[Passage]
########################################

Personal information
- Born: February 28, 1977 (age 49) Toronto, Ontario, Canada
- Listed height: 5 ft 9 in (1.75 m)
- Listed weight: 206 lb (93 kg)

Career information
- University: York University
- CFL draft: 2000: undrafted

Career history
- 2000–2001: Hamilton Tiger-Cats
- 2002–2013: Toronto Argonauts

Awards and highlights
- 2× Grey Cup champion (2004, 2012); CIS’s Outstanding Rookie (1996);
- Stats at CFL.ca

= Jeff Johnson (Canadian football) =

Canadian football player (born 1977)

Jeff Johnson (born February 28, 1977) is a Canadian former professional football running back who played for the Hamilton Tiger-Cats and Toronto Argonauts of the Canadian Football League (CFL).

== Early life ==
In high-school, Johnson played at the Etobicoke Collegiate Institute, one of Toronto's oldest high-schools, located in Etobicoke. He first played football in Grade 12 when he was asked to try out for the football team. Playing tailback, Johnson led the Etobicoke Rams in offensive, and special teams yards throughout his two football seasons. In his final year at E.C.I. Johnson won the athlete of the year award and to this day holds the Ram's record for most total touchdowns scored throughout high-school.

########################################

[Information shown]
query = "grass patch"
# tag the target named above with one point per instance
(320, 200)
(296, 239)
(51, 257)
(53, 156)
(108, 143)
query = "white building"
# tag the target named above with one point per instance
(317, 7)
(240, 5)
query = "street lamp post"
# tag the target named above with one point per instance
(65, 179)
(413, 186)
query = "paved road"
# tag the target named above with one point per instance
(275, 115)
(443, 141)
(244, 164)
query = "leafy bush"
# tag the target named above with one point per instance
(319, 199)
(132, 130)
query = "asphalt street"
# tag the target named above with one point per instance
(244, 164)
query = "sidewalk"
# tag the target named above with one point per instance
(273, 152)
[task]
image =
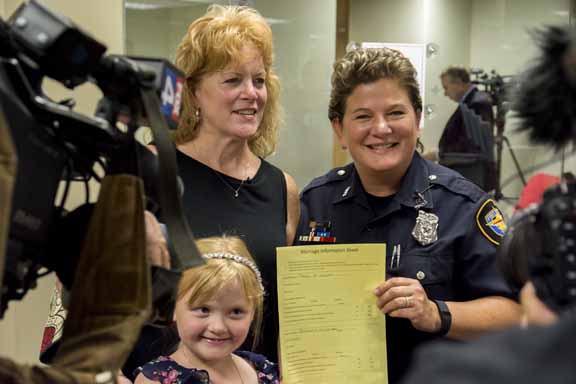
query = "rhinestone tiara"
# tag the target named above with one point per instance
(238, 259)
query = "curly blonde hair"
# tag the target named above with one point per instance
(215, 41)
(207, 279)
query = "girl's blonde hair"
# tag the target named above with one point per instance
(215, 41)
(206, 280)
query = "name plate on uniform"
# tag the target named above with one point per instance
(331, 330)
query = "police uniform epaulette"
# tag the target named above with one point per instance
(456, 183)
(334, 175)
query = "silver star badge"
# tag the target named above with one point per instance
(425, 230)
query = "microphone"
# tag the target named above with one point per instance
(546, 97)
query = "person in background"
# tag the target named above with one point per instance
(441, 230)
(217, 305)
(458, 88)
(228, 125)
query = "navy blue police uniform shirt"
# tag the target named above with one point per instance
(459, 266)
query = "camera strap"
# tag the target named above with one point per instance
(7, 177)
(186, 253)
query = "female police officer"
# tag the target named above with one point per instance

########################################

[Tasks and exercises]
A) In the Jeff Johnson biography, which high school did Johnson attend?
B) In the Jeff Johnson biography, switch "Hamilton Tiger-Cats" to "Ottawa Rough Riders" and write out the part from "Career history" up to and including "player (born 1977)".
C) Pick up the Jeff Johnson biography after its last sentence and continue it.
The data was taken from a separate source.

[Per-task outputs]
A) Etobicoke Collegiate Institute

B)
Career history
- 2000–2001: Ottawa Rough Riders
- 2002–2013: Toronto Argonauts

Awards and highlights
- 2× Grey Cup champion (2004, 2012); CIS’s Outstanding Rookie (1996);
- Stats at CFL.ca

= Jeff Johnson (Canadian football) =

Canadian football player (born 1977)

C)
After high school, Johnson starred at York University in Toronto from 1996 to 1999. He was named the CIAU’s outstanding rookie in 1996 and an Ontario University Athletics First-Team All-Star in 1996, 1997, and 1999. He was a CIAU Second-Team All-Canadian in 1997 and 1999. In his final year at York, Johnson had 173 carries for 977 yards with five rushing touchdowns, 11 receptions for 133 yards and one touchdown, and 196 yards on 11 kickoff returns. Over his four-year York Lions (York Yeomen at the time) career, Johnson had a total of 553 carries for 3,365 yards with 18 touchdowns rushing, 37 pass receptions for 436 yards with two touchdowns, and 28 kickoff returns for 776 yards and one touchdown.

In 2017 he was inducted into the [York University Sport Hall of Fame at the Dinner and Induction Ceremony, September 22, 2017. Fellow inductees included Peter Bedard (Tennis), Melanie Roach (Hockey), Greg Rolston (Hockey), Frank Cosentino (Football Coach and York University Administrator) and Patricia Murray (Coach Badminton and Swimming and York University Administrator).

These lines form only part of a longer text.